Please give an exact copy of every line from the one holding "point(56, 382)" through the final line of the records below.

Given data:
****

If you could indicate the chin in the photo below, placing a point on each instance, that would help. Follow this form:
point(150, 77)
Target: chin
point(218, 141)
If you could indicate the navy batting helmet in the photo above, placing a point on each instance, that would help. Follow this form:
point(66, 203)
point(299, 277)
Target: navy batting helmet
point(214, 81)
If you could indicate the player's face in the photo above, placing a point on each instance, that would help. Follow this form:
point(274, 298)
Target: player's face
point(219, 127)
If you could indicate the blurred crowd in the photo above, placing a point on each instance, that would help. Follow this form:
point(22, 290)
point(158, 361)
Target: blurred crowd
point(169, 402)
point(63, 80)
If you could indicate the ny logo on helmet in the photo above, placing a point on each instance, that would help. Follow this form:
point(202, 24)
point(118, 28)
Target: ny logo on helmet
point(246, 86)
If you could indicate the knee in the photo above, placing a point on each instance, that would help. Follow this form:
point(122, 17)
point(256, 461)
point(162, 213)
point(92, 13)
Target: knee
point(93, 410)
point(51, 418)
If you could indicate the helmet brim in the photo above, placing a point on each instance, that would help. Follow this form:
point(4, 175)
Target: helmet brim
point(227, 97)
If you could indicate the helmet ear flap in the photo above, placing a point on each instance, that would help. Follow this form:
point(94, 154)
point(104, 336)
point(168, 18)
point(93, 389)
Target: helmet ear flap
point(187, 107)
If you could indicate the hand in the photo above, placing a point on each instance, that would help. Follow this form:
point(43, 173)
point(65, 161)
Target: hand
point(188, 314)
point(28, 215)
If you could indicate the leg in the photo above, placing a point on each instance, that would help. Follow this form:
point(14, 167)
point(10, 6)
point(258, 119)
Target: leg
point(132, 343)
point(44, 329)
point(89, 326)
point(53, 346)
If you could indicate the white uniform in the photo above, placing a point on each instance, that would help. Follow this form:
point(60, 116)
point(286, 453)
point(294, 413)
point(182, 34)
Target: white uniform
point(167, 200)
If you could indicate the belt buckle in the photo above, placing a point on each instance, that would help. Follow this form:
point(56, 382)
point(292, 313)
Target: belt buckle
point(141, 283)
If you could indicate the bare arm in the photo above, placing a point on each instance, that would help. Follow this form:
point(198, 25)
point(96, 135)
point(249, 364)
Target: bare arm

****

The completed task:
point(56, 382)
point(292, 313)
Target: belt buckle
point(141, 283)
If you could indicate the bare arm in the photo above, placing a point on each instance, that would help. Follow this form:
point(198, 25)
point(96, 135)
point(249, 364)
Target: bare arm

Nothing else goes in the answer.